◆ What you will do ◆
Could the records below please be retyped exactly, with their pictures left out?

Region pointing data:

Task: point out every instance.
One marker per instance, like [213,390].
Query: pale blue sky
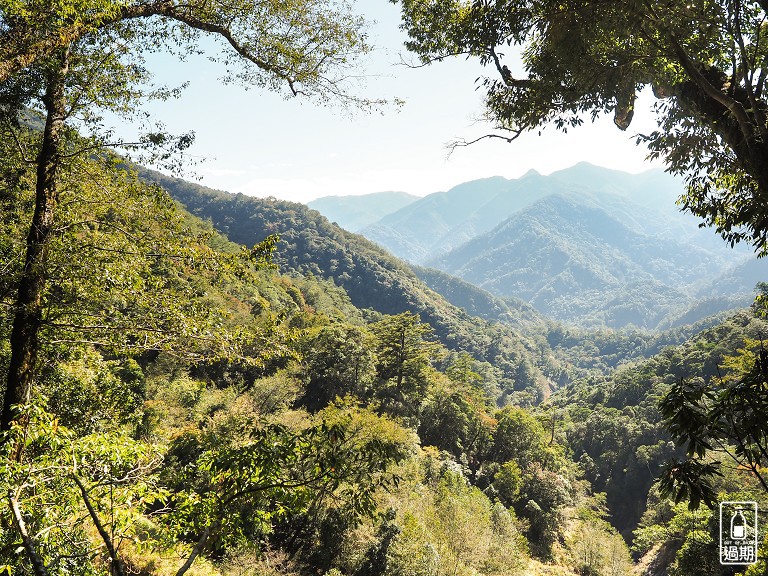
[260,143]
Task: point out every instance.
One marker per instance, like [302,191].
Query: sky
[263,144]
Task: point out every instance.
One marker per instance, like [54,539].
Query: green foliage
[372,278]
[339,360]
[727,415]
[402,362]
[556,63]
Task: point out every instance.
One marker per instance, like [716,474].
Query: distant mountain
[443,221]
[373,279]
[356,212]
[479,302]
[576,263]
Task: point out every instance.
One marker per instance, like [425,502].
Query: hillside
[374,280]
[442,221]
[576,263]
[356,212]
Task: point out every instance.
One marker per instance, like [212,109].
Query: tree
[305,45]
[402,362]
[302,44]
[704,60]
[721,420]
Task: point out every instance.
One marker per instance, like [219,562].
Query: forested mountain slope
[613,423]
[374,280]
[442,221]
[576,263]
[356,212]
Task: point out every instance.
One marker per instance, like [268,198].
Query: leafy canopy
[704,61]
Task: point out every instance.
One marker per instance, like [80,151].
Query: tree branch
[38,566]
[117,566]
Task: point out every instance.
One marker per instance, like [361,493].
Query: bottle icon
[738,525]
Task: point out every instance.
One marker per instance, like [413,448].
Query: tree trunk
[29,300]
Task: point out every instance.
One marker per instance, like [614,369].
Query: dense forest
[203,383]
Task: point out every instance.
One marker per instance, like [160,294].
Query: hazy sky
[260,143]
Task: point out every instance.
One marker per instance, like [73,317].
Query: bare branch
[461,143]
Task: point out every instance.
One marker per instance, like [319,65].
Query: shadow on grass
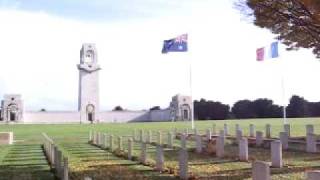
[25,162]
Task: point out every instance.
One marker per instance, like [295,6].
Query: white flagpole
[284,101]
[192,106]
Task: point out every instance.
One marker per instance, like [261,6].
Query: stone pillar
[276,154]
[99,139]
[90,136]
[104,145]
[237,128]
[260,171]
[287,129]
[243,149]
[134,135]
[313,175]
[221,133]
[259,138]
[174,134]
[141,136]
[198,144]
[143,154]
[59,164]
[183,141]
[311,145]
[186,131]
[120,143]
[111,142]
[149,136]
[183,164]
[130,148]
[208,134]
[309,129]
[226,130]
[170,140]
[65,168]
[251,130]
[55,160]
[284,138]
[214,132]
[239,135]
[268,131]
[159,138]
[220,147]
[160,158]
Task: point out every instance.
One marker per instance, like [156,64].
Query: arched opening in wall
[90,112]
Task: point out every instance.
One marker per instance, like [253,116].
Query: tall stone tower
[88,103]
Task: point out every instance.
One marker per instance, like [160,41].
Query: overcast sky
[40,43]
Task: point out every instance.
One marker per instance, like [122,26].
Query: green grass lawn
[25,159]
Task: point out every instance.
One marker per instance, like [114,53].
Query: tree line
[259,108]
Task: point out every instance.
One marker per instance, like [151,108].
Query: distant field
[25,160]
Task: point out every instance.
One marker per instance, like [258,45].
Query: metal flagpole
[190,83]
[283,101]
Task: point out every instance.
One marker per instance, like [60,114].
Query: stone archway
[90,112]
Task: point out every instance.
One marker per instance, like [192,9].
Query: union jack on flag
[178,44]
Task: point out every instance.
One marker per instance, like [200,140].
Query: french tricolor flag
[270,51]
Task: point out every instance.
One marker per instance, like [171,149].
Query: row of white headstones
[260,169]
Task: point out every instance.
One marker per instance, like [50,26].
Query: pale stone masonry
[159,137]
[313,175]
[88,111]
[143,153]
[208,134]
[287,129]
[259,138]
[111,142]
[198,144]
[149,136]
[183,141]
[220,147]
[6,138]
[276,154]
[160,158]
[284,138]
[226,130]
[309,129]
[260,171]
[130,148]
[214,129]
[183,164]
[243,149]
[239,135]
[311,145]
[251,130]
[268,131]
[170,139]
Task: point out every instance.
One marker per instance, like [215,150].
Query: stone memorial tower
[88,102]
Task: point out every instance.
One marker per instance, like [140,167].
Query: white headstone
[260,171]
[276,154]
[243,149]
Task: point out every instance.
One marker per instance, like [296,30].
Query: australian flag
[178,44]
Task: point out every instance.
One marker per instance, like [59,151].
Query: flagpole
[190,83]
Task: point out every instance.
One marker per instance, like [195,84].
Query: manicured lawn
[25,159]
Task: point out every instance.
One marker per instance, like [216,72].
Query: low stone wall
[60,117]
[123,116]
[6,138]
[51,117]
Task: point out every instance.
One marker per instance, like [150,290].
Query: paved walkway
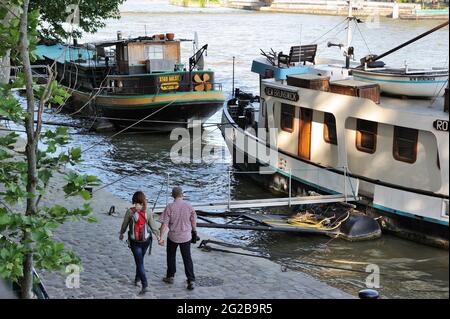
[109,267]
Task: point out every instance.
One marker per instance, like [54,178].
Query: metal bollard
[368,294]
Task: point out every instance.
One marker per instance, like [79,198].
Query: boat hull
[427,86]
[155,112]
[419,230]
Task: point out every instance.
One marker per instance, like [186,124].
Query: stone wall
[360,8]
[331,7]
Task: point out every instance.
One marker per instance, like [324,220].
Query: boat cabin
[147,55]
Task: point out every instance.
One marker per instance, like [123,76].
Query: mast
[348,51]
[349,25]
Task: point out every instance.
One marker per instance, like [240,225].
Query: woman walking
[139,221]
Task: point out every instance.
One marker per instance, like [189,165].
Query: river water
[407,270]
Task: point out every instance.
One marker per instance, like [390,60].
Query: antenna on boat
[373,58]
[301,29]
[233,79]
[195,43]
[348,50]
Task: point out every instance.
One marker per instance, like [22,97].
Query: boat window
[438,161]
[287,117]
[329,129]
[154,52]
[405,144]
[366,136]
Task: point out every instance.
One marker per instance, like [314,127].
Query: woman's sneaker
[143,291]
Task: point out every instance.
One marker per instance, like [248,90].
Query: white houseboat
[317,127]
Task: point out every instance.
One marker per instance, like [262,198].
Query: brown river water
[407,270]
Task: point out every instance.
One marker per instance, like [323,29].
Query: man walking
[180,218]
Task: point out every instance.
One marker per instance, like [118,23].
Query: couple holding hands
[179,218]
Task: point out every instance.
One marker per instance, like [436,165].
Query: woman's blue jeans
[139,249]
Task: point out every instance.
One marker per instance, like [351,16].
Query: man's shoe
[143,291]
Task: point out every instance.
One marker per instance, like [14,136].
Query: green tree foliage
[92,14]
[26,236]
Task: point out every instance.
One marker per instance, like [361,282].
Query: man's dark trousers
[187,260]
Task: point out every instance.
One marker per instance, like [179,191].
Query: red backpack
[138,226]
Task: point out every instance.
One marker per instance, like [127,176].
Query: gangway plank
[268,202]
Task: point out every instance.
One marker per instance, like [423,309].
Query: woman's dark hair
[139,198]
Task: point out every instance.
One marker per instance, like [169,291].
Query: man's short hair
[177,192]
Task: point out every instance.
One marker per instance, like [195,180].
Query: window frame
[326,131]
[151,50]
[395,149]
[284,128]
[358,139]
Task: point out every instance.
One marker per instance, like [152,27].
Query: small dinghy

◆ Response ◆
Task: point out every instance.
One marker per instance, like [213,390].
Query: pale blue sky
[260,143]
Task: point out every instance.
One marker per instance, like [302,191].
Query: sky
[263,144]
Task: point out every instance.
One marker per instance, like [54,539].
Query: green foliage
[372,278]
[339,360]
[727,415]
[402,362]
[556,63]
Task: point out every instance.
One marker per instance, like [716,474].
Query: distant mountain
[443,221]
[373,279]
[356,212]
[479,302]
[576,263]
Task: point out every instance.
One marker per instance, like [425,502].
Query: hillside
[374,280]
[442,221]
[576,263]
[356,212]
Task: point out every instance.
One marker per instance, like [212,109].
Query: tree
[305,45]
[402,362]
[302,44]
[704,60]
[721,420]
Task: point out every instance.
One marker per instance, like [219,562].
Query: forested mountain slope
[613,423]
[374,280]
[442,221]
[576,263]
[356,212]
Task: point out every instance.
One marker per instance, like [268,198].
Query: leafy canopy
[704,61]
Task: point out every instance.
One marker per instance, like [80,151].
Query: tree branch
[38,566]
[117,566]
Task: point out every instance.
One marker per instance, like [361,493].
Query: bottle icon
[738,525]
Task: point out every instance.
One marker per instance, like [413,448].
Query: tree trunk
[29,300]
Task: point out every instance.
One marker per instance, like [614,369].
Query: dense forest
[203,383]
Task: point out every instance.
One marker per instance, like [160,294].
Query: hazy sky
[260,143]
Task: point out every instance.
One marker per instance, like [73,317].
Query: bare branch
[461,143]
Task: point out every instance.
One marker per instance, like [319,65].
Query: shadow on grass
[25,162]
Task: point out every instance.
One marker per instance, like [295,6].
Query: white flagpole
[284,101]
[192,106]
Task: point out every instance.
One marker per instance, like [261,6].
Query: stone pillar
[276,154]
[99,139]
[90,136]
[104,145]
[237,128]
[260,171]
[287,129]
[243,149]
[134,135]
[313,175]
[221,133]
[259,138]
[174,134]
[141,136]
[198,144]
[143,154]
[59,164]
[183,141]
[311,145]
[186,131]
[120,143]
[111,142]
[149,136]
[183,164]
[130,148]
[208,134]
[309,129]
[226,130]
[170,140]
[65,168]
[251,130]
[55,160]
[284,138]
[214,132]
[239,135]
[268,131]
[159,138]
[220,147]
[160,158]
Task: point out every instance.
One marker per instance, like [156,64].
Query: arched opening in wall
[90,112]
Task: point out every instance.
One marker per instance, like [253,116].
Query: tall stone tower
[88,103]
Task: point out every instance.
One marker per instance, like [160,41].
Query: overcast sky
[40,43]
Task: point out every instance.
One marker per instance, like [122,26].
Query: green grass lawn
[25,159]
Task: point out every instance.
One marker per instance, like [114,53].
Query: tree line
[259,108]
Task: point out every instance.
One marker per instance, like [151,108].
Query: distant field
[25,160]
Task: point out every instance.
One marker per instance, like [258,45].
Query: metal flagpole
[190,83]
[283,101]
Task: point out every instance.
One marker per instance, like [60,114].
Query: stone archway
[90,112]
Task: point out every instance.
One marker per instance, like [192,9].
Query: union jack on flag
[178,44]
Task: point out every instance.
One marker per instance, like [200,140].
Query: french tricolor flag
[270,51]
Task: point out every instance.
One marker per instance, like [171,149].
Query: row of white headstones
[260,169]
Task: point out every instance.
One marker per instance, like [50,26].
Query: pale stone masonry
[159,137]
[313,175]
[88,111]
[143,153]
[208,134]
[287,129]
[259,138]
[111,142]
[198,144]
[149,136]
[183,141]
[220,147]
[6,138]
[276,154]
[160,158]
[284,138]
[226,130]
[309,129]
[260,171]
[130,148]
[214,129]
[183,164]
[243,149]
[239,135]
[311,145]
[251,130]
[268,131]
[170,139]
Task: point out every instance.
One marker per instance, like [215,150].
Query: stone memorial tower
[88,102]
Task: point out every instance.
One marker per instance, like [140,167].
Query: white headstone
[260,171]
[276,154]
[243,149]
Task: point out every instance.
One marker per instance, like [296,30].
Query: australian flag
[178,44]
Task: point out every instance.
One marker per instance, like [59,151].
Query: flagpole
[190,83]
Task: point out every instance.
One marker per instance, like [195,84].
Query: manicured lawn
[25,159]
Task: point out every instance.
One marker per instance, like [216,72].
Query: low stone wall
[60,117]
[123,116]
[6,138]
[51,117]
Task: point out every instance.
One marker per instance, like [150,290].
Query: paved walkway
[109,267]
Task: point out every instance.
One marker per instance, like [54,178].
Query: metal bollard
[368,294]
Task: point out every instance.
One marker per instance, like [79,198].
Query: boat hull
[427,86]
[155,112]
[419,230]
Task: point out every instance.
One marker per instance, like [186,124].
Query: stone wall
[360,8]
[331,7]
Task: point out every instance.
One marker per instance, like [324,220].
Query: boat cabin
[147,55]
Task: point out every instance.
One marker per instance, like [123,76].
Query: mast
[348,51]
[349,25]
Task: point out every instance.
One marker per instance, like [240,225].
Query: woman walking
[139,221]
Task: point out every instance.
One marker per instance, like [189,165].
Query: river water
[407,270]
Task: point out every instance.
One marker per instance, like [390,60].
Query: antenna on boat
[373,58]
[301,29]
[233,79]
[195,43]
[348,50]
Task: point out every instance.
One marker per instance, like [22,97].
Query: boat window
[438,161]
[287,117]
[329,129]
[154,52]
[405,144]
[366,136]
Task: point out every instance.
One marker per instance, like [314,127].
Query: woman's sneaker
[143,291]
Task: point out every instance.
One marker per instance, like [248,90].
Query: white houseboat
[317,127]
Task: point out every instance.
One marker per instance, like [262,198].
Query: brown river water
[407,270]
Task: point out every instance.
One marker per instance, like [323,29].
Query: man walking
[180,218]
Task: point out every instance.
One marker per instance, like [118,23].
Query: couple holding hands
[179,218]
Task: point out every instance.
One marker per instance, like [436,165].
Query: woman's blue jeans
[139,249]
Task: point out every instance.
One marker per instance, like [351,16].
Query: man's shoe
[143,291]
Task: point out every instance.
One marker per instance, like [14,136].
Query: green tree foliage
[92,14]
[26,236]
Task: point out every instance.
One marker per instance, like [361,282].
Query: man's dark trousers
[187,260]
Task: point out every instance.
One marker per instance, like [179,191].
Query: red backpack
[138,226]
Task: point out every instance.
One marker per instance, like [127,176].
Query: gangway plank
[268,202]
Task: point out every instance.
One marker per instance, like [423,309].
Query: woman's dark hair
[139,198]
Task: point out every instance.
One marker per instance, like [169,291].
Query: man's short hair
[177,192]
Task: point out every instance.
One marker per instance, like [195,180].
Query: window frame
[326,131]
[151,50]
[395,149]
[284,128]
[358,139]
Task: point out every instance.
One marker per instance, like [152,27].
Query: small dinghy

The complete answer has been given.